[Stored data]
-- -- --
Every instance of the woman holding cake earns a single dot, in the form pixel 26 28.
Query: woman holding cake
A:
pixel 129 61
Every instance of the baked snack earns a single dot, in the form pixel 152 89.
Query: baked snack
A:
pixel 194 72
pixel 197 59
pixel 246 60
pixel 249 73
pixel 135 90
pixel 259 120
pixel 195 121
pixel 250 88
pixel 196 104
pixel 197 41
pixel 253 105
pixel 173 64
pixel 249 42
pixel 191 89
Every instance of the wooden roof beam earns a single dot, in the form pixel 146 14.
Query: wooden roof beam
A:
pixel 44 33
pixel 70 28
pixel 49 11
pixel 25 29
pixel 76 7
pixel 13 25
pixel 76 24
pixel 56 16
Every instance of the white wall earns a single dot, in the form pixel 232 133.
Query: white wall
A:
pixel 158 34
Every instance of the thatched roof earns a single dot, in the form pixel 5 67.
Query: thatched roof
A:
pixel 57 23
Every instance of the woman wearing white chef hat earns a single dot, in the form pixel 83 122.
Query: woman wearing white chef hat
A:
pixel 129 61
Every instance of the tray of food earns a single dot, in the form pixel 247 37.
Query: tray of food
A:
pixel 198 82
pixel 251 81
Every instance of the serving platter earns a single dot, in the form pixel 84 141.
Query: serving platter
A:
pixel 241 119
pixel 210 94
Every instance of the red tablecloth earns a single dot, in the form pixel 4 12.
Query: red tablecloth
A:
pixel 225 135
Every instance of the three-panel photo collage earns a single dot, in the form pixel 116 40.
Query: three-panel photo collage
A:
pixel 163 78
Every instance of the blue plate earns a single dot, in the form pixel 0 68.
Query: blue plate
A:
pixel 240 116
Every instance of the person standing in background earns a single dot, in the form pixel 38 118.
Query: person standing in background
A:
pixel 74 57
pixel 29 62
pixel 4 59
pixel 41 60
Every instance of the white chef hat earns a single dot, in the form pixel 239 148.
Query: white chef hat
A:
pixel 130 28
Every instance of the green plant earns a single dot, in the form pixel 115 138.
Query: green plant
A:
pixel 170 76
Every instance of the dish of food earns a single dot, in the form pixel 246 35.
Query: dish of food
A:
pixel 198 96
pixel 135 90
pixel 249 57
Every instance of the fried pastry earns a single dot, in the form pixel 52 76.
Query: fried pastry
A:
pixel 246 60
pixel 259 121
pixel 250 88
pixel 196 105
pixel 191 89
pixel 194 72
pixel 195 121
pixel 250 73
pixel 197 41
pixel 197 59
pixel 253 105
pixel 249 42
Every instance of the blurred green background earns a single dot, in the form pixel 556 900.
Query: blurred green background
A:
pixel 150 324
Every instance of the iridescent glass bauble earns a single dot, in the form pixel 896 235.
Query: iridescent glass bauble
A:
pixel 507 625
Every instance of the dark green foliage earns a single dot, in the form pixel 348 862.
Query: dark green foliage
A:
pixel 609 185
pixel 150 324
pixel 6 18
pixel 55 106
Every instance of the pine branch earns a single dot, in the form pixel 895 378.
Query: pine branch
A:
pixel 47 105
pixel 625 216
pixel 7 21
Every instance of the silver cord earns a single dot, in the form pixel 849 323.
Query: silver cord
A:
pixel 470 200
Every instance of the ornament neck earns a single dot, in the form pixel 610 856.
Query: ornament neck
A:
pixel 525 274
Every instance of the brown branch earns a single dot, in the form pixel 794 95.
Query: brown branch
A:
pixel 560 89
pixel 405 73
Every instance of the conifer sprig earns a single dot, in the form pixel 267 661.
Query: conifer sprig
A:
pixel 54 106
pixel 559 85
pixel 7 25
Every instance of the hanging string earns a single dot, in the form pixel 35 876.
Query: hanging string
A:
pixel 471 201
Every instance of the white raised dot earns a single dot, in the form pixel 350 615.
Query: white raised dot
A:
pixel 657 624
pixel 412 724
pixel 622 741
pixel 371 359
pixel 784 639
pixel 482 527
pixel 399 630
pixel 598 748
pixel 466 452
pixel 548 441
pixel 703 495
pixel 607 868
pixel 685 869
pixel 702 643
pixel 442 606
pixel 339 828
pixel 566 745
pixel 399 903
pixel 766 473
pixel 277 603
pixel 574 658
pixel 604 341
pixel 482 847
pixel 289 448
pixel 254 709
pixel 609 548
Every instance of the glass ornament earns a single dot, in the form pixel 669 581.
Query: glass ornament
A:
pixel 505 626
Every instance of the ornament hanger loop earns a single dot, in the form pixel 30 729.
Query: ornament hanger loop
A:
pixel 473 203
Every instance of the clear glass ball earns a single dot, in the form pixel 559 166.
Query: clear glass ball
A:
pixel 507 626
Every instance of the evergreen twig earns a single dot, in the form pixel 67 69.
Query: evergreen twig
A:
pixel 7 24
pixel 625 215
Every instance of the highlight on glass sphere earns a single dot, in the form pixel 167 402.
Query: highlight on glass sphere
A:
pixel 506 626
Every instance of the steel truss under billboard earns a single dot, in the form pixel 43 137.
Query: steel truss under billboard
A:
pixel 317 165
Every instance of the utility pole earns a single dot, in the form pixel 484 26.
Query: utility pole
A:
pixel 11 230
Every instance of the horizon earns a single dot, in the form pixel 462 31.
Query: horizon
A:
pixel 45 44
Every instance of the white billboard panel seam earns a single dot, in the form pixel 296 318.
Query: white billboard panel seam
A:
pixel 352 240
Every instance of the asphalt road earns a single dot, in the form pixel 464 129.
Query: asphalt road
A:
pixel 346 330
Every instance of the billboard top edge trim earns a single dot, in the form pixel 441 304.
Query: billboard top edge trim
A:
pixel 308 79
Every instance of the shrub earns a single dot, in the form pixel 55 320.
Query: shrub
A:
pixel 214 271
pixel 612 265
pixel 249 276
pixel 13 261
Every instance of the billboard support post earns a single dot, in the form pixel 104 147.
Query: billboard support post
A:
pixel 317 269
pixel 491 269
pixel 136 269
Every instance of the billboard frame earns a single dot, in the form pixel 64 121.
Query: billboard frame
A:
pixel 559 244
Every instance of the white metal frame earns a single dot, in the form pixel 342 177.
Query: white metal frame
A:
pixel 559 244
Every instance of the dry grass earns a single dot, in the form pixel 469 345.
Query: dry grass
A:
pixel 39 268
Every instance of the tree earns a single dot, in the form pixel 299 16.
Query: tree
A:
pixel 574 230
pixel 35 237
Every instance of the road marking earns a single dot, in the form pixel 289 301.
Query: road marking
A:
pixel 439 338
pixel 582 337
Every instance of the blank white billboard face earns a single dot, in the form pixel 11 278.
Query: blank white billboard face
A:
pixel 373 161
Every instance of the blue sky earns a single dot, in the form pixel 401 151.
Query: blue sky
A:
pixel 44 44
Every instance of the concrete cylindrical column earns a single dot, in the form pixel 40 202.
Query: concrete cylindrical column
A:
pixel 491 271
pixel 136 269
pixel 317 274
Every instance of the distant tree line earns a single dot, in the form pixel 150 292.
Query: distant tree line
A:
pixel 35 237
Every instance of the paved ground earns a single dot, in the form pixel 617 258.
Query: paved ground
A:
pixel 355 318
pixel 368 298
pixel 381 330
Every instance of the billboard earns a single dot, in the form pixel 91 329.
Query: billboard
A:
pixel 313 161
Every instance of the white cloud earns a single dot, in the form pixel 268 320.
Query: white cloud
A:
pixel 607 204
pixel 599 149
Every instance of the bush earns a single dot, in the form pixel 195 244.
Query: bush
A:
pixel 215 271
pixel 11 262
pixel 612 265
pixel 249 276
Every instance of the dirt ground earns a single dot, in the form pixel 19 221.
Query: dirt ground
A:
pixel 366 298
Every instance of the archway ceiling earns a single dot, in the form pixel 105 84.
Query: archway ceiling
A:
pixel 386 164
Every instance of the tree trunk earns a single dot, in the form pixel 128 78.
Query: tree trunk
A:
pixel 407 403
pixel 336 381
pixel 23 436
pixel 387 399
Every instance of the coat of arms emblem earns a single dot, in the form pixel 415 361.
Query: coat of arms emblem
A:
-- -- --
▶ _Requirement_
Update the records by changing "paved ground" to "asphalt surface", leaving everything else unchanged, and give back only the lines from the one that has "Every instance of the concrete" through the one that has "pixel 599 149".

▶ _Exercise response_
Every instance of the concrete cylindrical column earns a single dot, in the form pixel 40 202.
Query: concrete cylindrical column
A:
pixel 491 271
pixel 136 269
pixel 317 274
Every instance of the distant tree line earns a single dot, in the form pixel 150 292.
Query: distant tree line
A:
pixel 35 237
Every instance of the asphalt surface earns a single dot, in the form pixel 617 258.
Query: asphalt surface
A:
pixel 355 318
pixel 368 298
pixel 381 330
Every instance of the billboard earns a single dot, in the form pixel 91 329.
Query: billboard
A:
pixel 313 161
Every instance of the white cloud earns a single dot, in the form pixel 268 320.
Query: white cloud
A:
pixel 607 204
pixel 599 149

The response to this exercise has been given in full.